Problem requirements =>
Rewrite the listing below with "outline" substituted for each occurrence of "segment" and every other word unchanged. Leave the pictures out of your version.

[Shape annotation entries]
○ ○ ○

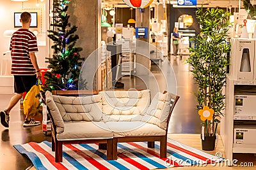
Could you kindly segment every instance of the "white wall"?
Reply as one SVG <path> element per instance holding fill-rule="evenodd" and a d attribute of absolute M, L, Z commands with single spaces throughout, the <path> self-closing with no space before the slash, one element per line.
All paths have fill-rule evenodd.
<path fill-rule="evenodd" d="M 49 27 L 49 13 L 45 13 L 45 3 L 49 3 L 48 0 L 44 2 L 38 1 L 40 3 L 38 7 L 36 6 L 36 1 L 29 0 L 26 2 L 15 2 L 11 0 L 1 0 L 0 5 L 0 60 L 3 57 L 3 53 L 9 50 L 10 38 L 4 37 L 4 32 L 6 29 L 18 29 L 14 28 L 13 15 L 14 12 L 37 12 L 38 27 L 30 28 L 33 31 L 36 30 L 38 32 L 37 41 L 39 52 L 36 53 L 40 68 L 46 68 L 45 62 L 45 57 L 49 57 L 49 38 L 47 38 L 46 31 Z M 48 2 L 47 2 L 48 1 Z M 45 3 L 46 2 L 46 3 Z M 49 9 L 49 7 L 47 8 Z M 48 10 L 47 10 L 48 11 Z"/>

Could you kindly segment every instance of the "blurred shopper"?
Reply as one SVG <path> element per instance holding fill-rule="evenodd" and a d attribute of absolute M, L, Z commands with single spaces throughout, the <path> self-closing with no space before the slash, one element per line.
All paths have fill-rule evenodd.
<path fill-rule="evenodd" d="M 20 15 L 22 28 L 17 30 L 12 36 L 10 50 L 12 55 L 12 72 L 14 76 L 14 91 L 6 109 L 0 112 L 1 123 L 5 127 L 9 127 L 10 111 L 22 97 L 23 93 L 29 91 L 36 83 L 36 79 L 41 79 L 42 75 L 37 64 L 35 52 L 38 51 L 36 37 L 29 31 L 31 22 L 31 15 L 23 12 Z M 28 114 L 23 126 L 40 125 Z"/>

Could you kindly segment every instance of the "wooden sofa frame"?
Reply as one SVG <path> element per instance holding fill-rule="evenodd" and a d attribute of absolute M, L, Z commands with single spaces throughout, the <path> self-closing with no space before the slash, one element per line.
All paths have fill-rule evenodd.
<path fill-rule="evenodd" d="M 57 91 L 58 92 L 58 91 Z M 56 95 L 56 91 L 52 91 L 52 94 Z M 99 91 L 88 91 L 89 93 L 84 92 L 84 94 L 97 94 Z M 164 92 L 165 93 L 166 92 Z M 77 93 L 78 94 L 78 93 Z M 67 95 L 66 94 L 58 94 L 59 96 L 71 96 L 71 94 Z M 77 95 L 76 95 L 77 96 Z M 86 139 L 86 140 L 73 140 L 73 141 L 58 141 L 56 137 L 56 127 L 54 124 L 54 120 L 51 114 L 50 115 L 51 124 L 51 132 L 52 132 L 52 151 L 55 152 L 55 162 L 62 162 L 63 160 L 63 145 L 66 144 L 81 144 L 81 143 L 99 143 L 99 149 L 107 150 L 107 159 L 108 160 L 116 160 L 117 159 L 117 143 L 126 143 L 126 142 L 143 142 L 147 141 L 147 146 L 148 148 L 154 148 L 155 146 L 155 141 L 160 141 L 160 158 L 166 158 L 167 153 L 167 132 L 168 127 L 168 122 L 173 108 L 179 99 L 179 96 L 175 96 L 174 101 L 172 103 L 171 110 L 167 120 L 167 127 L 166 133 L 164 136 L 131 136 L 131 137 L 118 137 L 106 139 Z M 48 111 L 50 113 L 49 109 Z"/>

○ ○ ○

Answer below =>
Could you kindly outline every instance of the "white wall"?
Reply as one SVG <path> element per instance holding fill-rule="evenodd" and a d attribute of absolute M, L, Z commands with single spaces throughout, the <path> self-closing with no space before the slash, one element per line.
All paths have fill-rule evenodd.
<path fill-rule="evenodd" d="M 49 27 L 49 13 L 45 13 L 45 3 L 49 3 L 48 0 L 44 2 L 38 1 L 40 3 L 38 7 L 36 6 L 36 1 L 29 0 L 26 2 L 15 2 L 11 0 L 1 0 L 0 5 L 0 60 L 3 57 L 3 53 L 9 50 L 10 38 L 4 37 L 4 32 L 6 29 L 18 29 L 14 28 L 13 15 L 14 12 L 37 12 L 38 27 L 30 28 L 33 31 L 36 30 L 38 32 L 37 41 L 39 52 L 36 53 L 40 68 L 46 68 L 45 62 L 45 57 L 49 57 L 49 38 L 47 38 L 46 31 Z M 48 2 L 47 2 L 48 1 Z M 45 3 L 46 2 L 46 3 Z M 49 9 L 49 7 L 47 8 Z M 48 10 L 47 10 L 48 11 Z"/>

Could you kindly outline every instance of the "blurred shopper"?
Reply as one SVG <path> element per instance holding fill-rule="evenodd" and a d attribute of absolute M, L, Z commands with single spaces throughout, the <path> self-closing with no space before the slash, one element per line.
All paths have fill-rule evenodd.
<path fill-rule="evenodd" d="M 20 15 L 22 28 L 17 30 L 12 36 L 10 50 L 12 55 L 12 72 L 14 76 L 14 91 L 6 109 L 0 112 L 1 123 L 5 127 L 9 127 L 10 111 L 22 97 L 23 93 L 29 91 L 36 83 L 36 79 L 41 79 L 42 75 L 37 64 L 35 52 L 38 51 L 36 37 L 29 31 L 31 22 L 31 15 L 23 12 Z M 28 114 L 23 126 L 40 125 Z"/>

Could you kindly outline every instance of the "wooden sofa frame"?
Reply as one SVG <path> element per instance holding fill-rule="evenodd" and a d attribute of absolute M, L, Z commands with single spaces throughout, the <path> self-closing with no space before the slash, one element per line.
All paths have fill-rule evenodd.
<path fill-rule="evenodd" d="M 57 91 L 58 92 L 58 91 Z M 56 95 L 56 91 L 52 91 L 52 94 Z M 99 91 L 88 91 L 89 93 L 84 92 L 84 94 L 97 94 Z M 164 92 L 165 93 L 166 92 Z M 77 93 L 78 94 L 78 93 Z M 67 95 L 66 94 L 58 94 L 59 96 L 71 96 L 71 94 Z M 77 95 L 76 95 L 77 96 Z M 86 139 L 86 140 L 73 140 L 73 141 L 58 141 L 56 137 L 56 127 L 54 124 L 54 120 L 51 114 L 50 115 L 51 124 L 51 132 L 52 132 L 52 151 L 55 152 L 55 162 L 62 162 L 63 160 L 63 145 L 66 144 L 81 144 L 81 143 L 99 143 L 99 149 L 107 150 L 107 159 L 108 160 L 116 160 L 117 159 L 117 143 L 126 143 L 126 142 L 143 142 L 147 141 L 147 146 L 148 148 L 154 148 L 155 146 L 155 141 L 160 141 L 160 158 L 166 158 L 167 153 L 167 132 L 168 127 L 168 122 L 173 108 L 179 99 L 179 96 L 175 96 L 174 101 L 172 103 L 171 110 L 167 120 L 167 127 L 166 133 L 164 136 L 131 136 L 131 137 L 118 137 L 106 139 Z M 48 111 L 50 113 L 49 109 Z"/>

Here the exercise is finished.